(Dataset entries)
☆ ☆ ☆ ☆ ☆ ☆ ☆
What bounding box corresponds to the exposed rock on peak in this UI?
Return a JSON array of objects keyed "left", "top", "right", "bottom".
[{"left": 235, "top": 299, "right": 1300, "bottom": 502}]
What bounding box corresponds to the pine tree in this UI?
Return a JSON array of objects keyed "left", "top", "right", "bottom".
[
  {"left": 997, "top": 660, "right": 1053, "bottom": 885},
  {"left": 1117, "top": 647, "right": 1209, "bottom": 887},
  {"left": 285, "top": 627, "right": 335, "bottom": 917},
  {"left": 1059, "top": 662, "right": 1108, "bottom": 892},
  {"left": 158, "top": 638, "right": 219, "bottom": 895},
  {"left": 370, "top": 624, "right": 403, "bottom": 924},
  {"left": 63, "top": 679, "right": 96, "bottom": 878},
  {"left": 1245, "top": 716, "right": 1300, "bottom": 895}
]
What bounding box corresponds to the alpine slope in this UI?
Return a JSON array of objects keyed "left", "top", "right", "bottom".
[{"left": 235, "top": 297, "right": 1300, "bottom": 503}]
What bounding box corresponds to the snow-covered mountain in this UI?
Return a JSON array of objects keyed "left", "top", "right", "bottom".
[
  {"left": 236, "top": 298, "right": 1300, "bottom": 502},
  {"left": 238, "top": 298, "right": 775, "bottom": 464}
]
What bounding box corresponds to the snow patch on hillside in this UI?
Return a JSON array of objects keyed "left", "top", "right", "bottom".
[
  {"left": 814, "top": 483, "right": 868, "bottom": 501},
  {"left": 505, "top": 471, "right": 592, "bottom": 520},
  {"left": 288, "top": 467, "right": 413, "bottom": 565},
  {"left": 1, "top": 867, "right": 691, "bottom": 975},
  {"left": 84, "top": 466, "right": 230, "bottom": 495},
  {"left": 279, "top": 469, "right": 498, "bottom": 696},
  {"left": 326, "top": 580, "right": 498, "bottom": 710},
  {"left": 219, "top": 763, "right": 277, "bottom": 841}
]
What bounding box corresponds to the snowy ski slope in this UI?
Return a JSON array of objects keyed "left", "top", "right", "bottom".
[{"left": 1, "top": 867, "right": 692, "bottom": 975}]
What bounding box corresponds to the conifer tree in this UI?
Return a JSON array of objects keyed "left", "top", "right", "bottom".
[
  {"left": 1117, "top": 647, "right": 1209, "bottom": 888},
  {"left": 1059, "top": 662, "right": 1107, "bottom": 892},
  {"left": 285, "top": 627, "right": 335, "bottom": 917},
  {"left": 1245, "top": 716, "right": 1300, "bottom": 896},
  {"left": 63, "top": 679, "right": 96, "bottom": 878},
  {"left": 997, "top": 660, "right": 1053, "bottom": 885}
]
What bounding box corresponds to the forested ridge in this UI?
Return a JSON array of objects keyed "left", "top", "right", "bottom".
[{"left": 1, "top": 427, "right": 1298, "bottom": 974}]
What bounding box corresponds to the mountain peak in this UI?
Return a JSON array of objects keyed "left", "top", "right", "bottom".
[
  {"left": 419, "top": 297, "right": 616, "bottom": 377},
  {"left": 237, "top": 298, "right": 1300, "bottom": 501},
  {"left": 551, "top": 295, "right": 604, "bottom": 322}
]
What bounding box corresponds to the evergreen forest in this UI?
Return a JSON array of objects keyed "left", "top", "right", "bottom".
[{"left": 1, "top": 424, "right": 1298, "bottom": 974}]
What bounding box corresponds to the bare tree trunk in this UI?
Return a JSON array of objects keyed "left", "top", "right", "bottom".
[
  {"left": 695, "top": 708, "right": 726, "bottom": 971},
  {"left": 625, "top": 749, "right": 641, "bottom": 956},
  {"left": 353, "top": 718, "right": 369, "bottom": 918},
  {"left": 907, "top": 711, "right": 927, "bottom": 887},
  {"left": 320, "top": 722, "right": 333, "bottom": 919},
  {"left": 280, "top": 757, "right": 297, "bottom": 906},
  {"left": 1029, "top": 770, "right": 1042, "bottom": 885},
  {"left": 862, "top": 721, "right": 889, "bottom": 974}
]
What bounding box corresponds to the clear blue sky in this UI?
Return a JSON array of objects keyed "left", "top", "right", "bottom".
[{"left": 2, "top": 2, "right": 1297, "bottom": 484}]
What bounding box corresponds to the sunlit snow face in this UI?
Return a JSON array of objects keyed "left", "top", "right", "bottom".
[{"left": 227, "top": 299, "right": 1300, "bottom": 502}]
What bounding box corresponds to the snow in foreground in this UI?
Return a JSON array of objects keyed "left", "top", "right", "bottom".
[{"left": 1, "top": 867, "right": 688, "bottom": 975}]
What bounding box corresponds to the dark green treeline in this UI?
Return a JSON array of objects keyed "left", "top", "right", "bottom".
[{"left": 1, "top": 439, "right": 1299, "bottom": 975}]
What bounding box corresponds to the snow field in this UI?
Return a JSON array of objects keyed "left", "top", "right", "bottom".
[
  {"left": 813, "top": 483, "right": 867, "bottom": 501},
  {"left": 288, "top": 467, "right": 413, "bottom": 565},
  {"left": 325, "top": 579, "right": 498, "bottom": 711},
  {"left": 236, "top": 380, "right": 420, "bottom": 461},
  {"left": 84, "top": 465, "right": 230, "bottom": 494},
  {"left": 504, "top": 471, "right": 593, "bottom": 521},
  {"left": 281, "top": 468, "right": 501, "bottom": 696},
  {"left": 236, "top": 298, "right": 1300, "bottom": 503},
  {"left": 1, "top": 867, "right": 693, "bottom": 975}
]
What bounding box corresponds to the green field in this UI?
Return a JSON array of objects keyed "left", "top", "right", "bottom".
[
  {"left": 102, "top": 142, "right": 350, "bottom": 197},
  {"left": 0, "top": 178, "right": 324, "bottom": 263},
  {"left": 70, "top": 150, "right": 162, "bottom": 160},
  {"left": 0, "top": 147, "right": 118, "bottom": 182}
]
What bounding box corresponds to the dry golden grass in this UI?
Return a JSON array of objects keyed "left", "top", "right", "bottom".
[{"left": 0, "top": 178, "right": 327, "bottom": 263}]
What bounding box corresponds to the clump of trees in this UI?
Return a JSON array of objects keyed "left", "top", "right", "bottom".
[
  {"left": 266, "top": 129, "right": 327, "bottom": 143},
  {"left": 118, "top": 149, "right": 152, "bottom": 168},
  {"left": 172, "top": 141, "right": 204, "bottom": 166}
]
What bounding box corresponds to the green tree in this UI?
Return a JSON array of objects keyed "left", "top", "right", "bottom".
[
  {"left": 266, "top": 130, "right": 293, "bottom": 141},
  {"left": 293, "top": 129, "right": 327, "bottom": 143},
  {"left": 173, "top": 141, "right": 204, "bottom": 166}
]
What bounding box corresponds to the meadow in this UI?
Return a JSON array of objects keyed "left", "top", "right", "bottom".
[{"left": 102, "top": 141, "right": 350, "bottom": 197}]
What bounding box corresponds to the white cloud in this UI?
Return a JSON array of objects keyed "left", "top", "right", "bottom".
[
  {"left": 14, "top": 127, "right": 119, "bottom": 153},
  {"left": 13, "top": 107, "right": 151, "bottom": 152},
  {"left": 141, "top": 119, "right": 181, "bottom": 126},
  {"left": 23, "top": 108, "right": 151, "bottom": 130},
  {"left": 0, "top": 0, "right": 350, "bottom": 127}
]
☆ ☆ ☆ ☆ ☆ ☆ ☆
WHAT YOU WILL DO = Extract the first line above and each line after it up to and including the one with "What bounding box corresponds to the snow patch", please, exactly and with nothing else.

EXERCISE ANSWER =
What bounding box corresponds to the exposed rock on peak in this UI?
Return a JSON array of objects keyed "left", "top", "right", "bottom".
[{"left": 235, "top": 299, "right": 1300, "bottom": 502}]
What bounding box corresponds to the pine tree in this UI?
Return a JSON array of objects keyed "left", "top", "right", "bottom".
[
  {"left": 997, "top": 660, "right": 1053, "bottom": 885},
  {"left": 1117, "top": 647, "right": 1209, "bottom": 887},
  {"left": 285, "top": 627, "right": 335, "bottom": 917},
  {"left": 1059, "top": 662, "right": 1108, "bottom": 892},
  {"left": 158, "top": 638, "right": 219, "bottom": 895},
  {"left": 370, "top": 624, "right": 403, "bottom": 924},
  {"left": 63, "top": 679, "right": 96, "bottom": 878},
  {"left": 1245, "top": 716, "right": 1300, "bottom": 895}
]
What bounding box corresponds to the alpine slope in this UI?
Return a JSON array of objects keyed "left", "top", "right", "bottom".
[{"left": 235, "top": 297, "right": 1300, "bottom": 503}]
What bounding box corresponds to the snow-covered mountain in this UI?
Return a JSON array of objects keyed "left", "top", "right", "bottom".
[
  {"left": 236, "top": 298, "right": 1300, "bottom": 502},
  {"left": 238, "top": 298, "right": 775, "bottom": 464}
]
What bounding box corresponds to the snow patch on hillside in this UI?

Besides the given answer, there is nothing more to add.